Saved entries:
======

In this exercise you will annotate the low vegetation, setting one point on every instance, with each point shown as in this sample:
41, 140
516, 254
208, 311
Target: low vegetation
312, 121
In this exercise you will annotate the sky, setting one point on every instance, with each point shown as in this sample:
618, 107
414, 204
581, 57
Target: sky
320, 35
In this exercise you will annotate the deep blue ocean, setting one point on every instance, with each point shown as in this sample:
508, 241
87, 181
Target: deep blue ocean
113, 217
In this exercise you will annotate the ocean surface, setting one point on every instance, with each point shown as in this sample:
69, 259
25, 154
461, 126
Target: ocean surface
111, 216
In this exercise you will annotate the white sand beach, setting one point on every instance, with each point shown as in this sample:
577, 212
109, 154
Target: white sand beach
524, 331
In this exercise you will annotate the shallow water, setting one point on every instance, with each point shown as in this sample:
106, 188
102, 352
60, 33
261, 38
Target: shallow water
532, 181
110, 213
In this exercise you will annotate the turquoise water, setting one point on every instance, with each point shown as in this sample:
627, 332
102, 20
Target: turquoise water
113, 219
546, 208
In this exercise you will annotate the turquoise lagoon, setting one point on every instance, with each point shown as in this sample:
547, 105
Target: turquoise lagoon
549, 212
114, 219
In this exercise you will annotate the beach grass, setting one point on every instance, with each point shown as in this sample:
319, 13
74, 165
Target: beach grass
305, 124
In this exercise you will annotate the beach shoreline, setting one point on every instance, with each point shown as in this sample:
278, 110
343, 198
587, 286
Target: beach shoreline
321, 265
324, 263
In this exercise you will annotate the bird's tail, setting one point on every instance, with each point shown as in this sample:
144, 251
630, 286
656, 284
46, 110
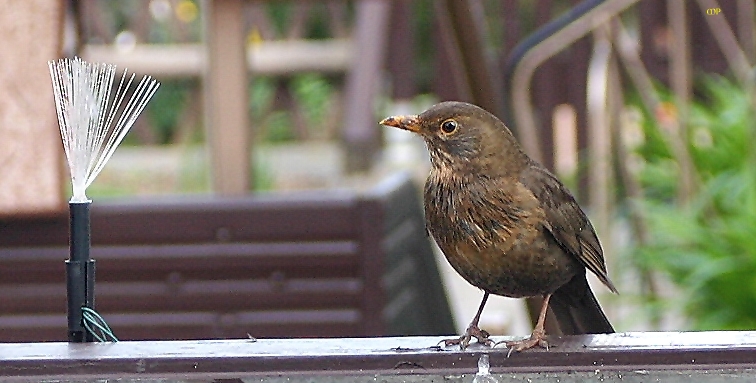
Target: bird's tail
577, 310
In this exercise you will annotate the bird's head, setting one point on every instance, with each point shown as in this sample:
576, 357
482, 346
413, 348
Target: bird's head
462, 136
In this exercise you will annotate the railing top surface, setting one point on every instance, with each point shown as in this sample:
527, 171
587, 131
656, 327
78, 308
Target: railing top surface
370, 357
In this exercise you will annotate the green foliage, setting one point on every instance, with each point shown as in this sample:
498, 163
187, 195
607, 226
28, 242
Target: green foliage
707, 246
166, 106
312, 93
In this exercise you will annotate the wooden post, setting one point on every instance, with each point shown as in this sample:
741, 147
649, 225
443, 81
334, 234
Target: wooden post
31, 169
361, 133
225, 90
679, 73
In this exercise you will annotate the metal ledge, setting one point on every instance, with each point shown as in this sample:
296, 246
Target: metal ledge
607, 356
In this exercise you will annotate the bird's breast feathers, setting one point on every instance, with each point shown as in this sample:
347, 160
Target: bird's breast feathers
480, 211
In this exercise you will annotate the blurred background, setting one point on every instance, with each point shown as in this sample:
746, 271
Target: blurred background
644, 108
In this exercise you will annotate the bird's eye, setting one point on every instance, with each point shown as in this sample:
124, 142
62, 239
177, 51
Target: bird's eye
449, 126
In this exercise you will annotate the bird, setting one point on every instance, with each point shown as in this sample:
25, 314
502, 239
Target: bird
505, 223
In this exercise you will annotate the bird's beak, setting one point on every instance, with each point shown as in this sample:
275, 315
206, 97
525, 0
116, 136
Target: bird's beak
411, 123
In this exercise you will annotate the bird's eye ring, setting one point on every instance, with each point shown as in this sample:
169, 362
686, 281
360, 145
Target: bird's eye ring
449, 126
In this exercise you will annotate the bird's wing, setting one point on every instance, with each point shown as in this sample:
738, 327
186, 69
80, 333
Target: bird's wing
566, 221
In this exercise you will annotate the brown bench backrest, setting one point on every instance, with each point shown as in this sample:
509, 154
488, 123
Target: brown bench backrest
300, 265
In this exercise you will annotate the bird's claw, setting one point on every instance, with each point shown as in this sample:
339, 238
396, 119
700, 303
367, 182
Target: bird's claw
472, 332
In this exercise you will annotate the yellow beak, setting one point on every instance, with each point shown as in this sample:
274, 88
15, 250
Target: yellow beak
411, 122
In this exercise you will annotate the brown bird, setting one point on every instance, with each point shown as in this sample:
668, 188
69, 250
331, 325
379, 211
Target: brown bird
505, 223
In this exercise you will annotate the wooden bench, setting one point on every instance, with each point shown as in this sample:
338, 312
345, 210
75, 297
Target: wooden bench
318, 264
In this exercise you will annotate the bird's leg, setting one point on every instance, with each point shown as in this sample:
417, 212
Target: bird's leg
472, 331
538, 337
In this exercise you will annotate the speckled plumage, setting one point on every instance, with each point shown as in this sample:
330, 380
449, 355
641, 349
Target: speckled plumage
505, 223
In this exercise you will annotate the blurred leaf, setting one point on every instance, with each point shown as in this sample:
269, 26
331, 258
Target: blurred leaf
707, 247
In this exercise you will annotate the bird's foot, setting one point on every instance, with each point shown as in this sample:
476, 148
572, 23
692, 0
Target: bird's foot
537, 338
472, 331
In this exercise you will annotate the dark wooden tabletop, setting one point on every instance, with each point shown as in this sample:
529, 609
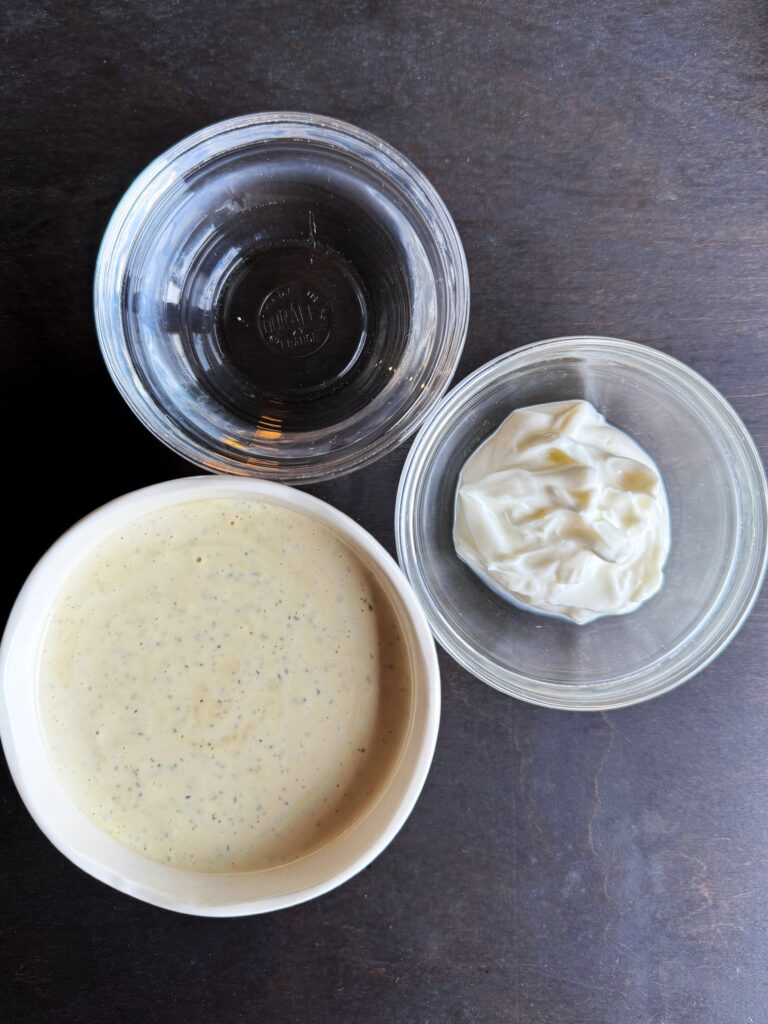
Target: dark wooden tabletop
606, 163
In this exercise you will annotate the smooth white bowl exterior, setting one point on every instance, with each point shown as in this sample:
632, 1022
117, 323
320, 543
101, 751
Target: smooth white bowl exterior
98, 854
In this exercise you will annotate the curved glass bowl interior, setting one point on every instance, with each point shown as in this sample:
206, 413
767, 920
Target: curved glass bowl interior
717, 506
291, 298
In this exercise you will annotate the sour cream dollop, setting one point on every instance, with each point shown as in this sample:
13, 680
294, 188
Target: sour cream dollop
563, 513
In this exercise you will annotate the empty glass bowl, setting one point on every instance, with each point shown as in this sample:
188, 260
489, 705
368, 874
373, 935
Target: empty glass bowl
282, 295
718, 502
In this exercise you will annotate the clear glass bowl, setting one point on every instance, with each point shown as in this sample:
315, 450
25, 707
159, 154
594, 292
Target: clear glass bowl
282, 295
717, 493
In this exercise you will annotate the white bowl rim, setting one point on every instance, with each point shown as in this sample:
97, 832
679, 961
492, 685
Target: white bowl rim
192, 488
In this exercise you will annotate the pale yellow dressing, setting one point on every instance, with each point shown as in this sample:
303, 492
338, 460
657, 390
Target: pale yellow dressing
223, 685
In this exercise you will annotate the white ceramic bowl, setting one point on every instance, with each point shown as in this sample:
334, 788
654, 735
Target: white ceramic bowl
98, 854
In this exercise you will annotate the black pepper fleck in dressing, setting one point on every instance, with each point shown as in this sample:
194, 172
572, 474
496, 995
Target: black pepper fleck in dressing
223, 685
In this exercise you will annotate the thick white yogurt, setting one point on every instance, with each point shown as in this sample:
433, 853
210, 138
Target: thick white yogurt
563, 513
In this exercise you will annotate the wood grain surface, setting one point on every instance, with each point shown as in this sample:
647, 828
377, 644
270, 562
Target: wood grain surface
606, 164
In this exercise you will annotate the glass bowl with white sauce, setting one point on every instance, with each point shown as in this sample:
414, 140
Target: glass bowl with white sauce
282, 295
716, 488
218, 695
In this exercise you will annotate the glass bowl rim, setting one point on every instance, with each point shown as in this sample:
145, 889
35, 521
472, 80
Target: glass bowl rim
206, 145
693, 653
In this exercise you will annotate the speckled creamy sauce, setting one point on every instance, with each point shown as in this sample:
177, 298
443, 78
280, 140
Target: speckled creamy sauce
223, 685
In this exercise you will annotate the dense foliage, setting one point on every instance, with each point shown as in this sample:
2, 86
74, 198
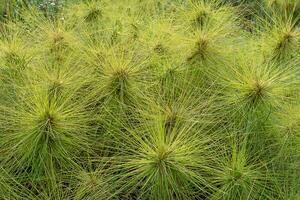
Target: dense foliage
150, 99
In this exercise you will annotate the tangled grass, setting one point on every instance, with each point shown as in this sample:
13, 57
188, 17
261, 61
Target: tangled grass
147, 99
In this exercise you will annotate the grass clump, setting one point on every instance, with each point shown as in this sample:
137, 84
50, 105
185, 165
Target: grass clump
150, 100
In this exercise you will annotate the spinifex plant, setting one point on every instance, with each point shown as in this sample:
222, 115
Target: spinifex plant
148, 99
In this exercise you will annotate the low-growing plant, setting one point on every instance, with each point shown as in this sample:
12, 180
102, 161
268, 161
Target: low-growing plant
148, 99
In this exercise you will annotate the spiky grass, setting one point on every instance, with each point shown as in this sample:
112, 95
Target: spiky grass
44, 130
154, 162
150, 99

======

## GOAL OF THE EXERCISE
Scan the records above for the lines holding "Target: ocean surface" and "In this exercise you will annotate the beach grass, setting". Transcribe those two and every line between them word for word, and no others.

## TASK RESULT
Target: ocean surface
111, 216
In this exercise you will annotate the white sand beach, setting one point on every instance, with each point shown as in this sample:
577, 212
109, 154
Target: white sand beach
524, 331
In this exercise you will annotate the shallow water, setting one point on every instance, with each point shown as in this sample:
106, 188
102, 352
60, 33
261, 38
Target: shallow water
532, 181
110, 213
In this exercise you will annotate the turquoise water, setting one point on every instance, with each point shown as in this sample:
627, 332
102, 20
Target: turquoise water
113, 219
546, 208
In this exercise you will annotate the turquoise lagoon, setting one point on every instance, with each point shown as in this sample:
547, 105
Target: turquoise lagoon
549, 212
114, 219
In this exercise you will annotate the beach grass, setting one point on every instance, with each point shown as in this sample:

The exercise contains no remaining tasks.